TASKS FOR THIS EXERCISE:
(a) In the Glasgow Tigers article, who founded the Scottish Youth Tackle League?
(b) Pick up the Glasgow Tigers article after its last sentence and keep writing it.

PROVIDED TEXT:
____________
Tigers on Tour pt1

Courtesy of the Orlando Sentinel

KISSIMMEE -- Craig Wilson, 18, sometimes feels like an outcast back home in Scotland because of his decision to play American-style football rather than soccer or rugby.

Wilson's kilt bunches up when back home: "I'm called a foreigner because I won't watch soccer."

He is doing what he can, though, to share his love of American-style football with his fellow Scots and make it a success in Scotland. Wilson is a 5-foot-4, 145-pound quarterback-safety for the Glasgow Tigers of the Scottish Youth Tackle League, which was founded by his father. He and 24 other players, ages 15 to 18, are out to learn more about the sport on a two-week tour of Sunshine State NFL, college and high school programs, including Osceola High School.

Feeling like historic countryman William Wallace, who waged war against England for Scottish independence in the 13th century, Wilson is at the forefront of another uprising eight centuries later.
____________
DATASET:
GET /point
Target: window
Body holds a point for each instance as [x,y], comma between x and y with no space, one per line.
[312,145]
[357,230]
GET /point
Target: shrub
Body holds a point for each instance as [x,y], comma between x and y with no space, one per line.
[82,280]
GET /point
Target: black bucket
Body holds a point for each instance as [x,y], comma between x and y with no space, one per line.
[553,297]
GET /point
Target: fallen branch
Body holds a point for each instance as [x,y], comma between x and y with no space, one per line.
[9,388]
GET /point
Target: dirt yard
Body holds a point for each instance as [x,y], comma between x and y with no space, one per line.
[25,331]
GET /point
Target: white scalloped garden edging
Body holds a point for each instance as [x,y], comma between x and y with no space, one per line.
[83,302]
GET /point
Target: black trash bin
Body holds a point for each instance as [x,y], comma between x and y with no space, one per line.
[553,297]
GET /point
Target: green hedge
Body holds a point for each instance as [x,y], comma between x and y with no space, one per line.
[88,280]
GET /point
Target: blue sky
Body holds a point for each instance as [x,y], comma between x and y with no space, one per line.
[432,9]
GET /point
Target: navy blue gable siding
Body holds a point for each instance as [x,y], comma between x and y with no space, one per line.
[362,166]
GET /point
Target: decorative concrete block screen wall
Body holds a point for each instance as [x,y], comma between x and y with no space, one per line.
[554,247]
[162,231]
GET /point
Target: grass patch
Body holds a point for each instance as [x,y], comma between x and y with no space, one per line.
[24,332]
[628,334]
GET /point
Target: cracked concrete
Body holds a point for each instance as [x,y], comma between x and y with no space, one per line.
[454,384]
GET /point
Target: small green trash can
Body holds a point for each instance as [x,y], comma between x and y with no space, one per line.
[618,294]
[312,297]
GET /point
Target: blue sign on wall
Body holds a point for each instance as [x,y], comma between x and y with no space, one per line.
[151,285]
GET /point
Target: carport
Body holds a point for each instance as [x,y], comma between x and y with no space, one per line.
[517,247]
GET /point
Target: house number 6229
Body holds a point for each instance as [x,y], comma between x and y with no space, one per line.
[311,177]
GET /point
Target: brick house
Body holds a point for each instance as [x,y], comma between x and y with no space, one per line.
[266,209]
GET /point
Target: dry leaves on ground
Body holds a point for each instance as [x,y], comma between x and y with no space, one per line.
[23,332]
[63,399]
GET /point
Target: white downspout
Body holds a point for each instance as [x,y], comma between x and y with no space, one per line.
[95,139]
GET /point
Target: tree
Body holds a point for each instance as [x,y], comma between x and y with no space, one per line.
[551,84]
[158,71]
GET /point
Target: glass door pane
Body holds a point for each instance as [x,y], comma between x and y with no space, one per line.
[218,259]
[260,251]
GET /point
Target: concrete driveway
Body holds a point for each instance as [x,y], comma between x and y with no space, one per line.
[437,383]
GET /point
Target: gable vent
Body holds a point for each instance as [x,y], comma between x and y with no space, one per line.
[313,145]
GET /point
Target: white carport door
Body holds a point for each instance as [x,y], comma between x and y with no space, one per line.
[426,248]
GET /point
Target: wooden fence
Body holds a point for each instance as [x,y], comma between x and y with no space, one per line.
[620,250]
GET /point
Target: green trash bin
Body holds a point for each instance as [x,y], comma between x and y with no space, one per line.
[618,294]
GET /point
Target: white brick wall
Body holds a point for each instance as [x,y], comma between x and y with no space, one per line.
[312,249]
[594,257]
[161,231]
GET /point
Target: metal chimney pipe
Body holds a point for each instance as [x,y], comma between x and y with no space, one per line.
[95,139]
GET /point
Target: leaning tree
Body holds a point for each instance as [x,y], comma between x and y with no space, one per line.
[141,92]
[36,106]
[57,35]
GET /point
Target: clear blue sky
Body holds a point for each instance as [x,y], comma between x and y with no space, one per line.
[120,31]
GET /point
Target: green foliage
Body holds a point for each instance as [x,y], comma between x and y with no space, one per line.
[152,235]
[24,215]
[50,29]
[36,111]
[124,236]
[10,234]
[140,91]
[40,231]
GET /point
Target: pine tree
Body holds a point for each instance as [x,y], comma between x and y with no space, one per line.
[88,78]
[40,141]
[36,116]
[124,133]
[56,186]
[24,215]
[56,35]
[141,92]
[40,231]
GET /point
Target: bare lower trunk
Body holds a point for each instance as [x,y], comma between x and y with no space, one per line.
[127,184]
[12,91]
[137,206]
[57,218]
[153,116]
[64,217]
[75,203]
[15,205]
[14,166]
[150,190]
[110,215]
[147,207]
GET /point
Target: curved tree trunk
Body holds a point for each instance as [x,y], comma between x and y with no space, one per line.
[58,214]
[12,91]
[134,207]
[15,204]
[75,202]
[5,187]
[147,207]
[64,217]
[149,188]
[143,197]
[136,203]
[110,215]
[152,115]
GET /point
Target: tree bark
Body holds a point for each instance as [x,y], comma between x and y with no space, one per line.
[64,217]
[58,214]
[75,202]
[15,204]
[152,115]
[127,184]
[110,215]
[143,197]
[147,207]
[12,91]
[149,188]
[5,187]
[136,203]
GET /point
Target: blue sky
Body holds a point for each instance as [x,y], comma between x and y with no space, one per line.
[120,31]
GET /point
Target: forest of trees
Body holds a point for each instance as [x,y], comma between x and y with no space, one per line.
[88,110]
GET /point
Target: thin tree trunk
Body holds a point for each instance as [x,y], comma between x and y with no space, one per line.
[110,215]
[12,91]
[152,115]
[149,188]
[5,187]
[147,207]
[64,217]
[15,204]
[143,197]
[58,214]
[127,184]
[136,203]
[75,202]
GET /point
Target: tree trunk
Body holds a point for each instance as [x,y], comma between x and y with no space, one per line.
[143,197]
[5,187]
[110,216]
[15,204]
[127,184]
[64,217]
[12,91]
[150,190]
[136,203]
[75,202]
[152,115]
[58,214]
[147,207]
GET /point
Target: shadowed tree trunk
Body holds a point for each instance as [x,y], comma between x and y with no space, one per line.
____________
ANSWER LIST:
(a) Craig Wilson's father founded it.

(b)
American football isn't accepted or supported in Glasgow, a city of 4 million soccer-crazed souls.

"It's accepted there the way soccer used to be accepted here," said Alan Wilson, Craig's father, coach and the founder of the Scottish youth league.

The league has grown slowly since he decided to organize a program a few years ago after watching a satellite broadcast of a NFL game with his son.

"Craig asked me why we couldn't do something like that," said Alan Wilson, an Oakland Raiders zealot.

Now, he and the players are on a fact-finding mission. They will return home Saturday, but not before attending Osceola High's regular-season finale against Belleview at 7:30 p.m. today at Kowboy Field.

The men saw the University of Central Florida game against Syracuse on Saturday, the Jacksonville Jaguars contest against the Houston Texans on Oct. 27 and had been scheduled to see Edgewater play Boone in Orlando tonight. However, they changed plans after bonding with Osceola's players during a practice session last week and attending last week's Osceola-St. Cloud game.

The Scots now have perspective on what must happen to develop their program.

"The difference we see is bigger, stronger, faster athletes," said Craig Wilson, a San Francisco 49ers fan whose Scottish Athletics Association Tigers play a nine-on-nine football scheme.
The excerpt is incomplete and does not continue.